Quote every line below exactly as it reads.

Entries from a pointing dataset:
====

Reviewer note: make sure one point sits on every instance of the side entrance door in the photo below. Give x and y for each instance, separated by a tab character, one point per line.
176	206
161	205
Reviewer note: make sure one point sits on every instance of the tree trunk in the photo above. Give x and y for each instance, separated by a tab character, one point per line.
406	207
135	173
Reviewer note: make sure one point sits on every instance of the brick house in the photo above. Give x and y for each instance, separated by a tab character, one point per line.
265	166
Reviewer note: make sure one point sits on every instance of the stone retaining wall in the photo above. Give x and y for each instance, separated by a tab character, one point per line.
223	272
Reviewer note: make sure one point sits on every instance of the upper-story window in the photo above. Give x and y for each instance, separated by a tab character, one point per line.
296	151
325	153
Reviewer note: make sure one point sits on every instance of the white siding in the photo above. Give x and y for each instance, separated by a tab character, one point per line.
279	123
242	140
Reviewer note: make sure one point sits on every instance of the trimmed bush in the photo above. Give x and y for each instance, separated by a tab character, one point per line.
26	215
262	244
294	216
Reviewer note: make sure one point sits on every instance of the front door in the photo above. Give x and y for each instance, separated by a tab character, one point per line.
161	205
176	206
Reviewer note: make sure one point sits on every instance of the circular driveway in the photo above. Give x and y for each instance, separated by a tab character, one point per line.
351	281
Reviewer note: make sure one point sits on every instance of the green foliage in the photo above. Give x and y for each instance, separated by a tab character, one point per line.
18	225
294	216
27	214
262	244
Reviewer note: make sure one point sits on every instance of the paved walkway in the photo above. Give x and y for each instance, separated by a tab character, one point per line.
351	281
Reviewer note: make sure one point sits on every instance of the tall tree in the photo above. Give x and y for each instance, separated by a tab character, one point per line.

====

COMPLETE OUTPUT:
Reviewer note: make sure one point sits on every instance of the side entrance door in the photo below. Give x and y for each instance, separated by a tab character, one point per line.
176	206
161	205
Reviewer note: make sure one point sits on every instance of the tree trunk in the photo above. Give x and y for each instance, separated by a tab character, one point per line.
406	207
135	173
Reviewer note: make sure one point sits on every instance of the brick house in the photo above. Give x and y for each instance, separated by a tab character, one point per line.
265	166
Reviewer note: make sure one point sits on every instance of the stone retaining wall in the photo above. Give x and y for each instance, separated by a tab character, one point per line.
223	272
Reviewer note: make sure one point sits on every instance of the upper-story window in the photo above. Give x and y for each instance, separated by a tab character, one point per line.
296	151
325	153
Reviewer note: make sure one point sits on every instance of the white siding in the photo above. Give x and y for each instance, separated by a tab character, one point per line.
279	123
242	140
Reviewer note: make sure one point sits on every instance of the trimmed bush in the photo above. Give x and y for each instance, separated by a tab character, one point per line.
26	215
262	244
294	216
Reviewer note: make sure one point sits on every instance of the front door in the photo above. Give x and y for each instance, separated by a tab character, one point per line.
161	205
176	206
Reviewer note: make sure one point sits on every instance of the circular driveway in the photo above. Give x and y for each instance, separated by a tab character, one point per line.
351	281
Reviewer note: make sure one point sits on every instance of the green foliage in the photo above. Give x and y for each instance, separated by a tab character, one point per line.
18	225
294	216
27	214
262	244
Reviewer note: make sure one point sits on every instance of the paved walkway in the photo above. Give x and y for each instance, separated by a tab character, one point per line.
351	281
Reviewer note: make sure one point sits on every instance of the tall tree in the photo above. Give x and y for each instance, separated by a tab character, one point per line.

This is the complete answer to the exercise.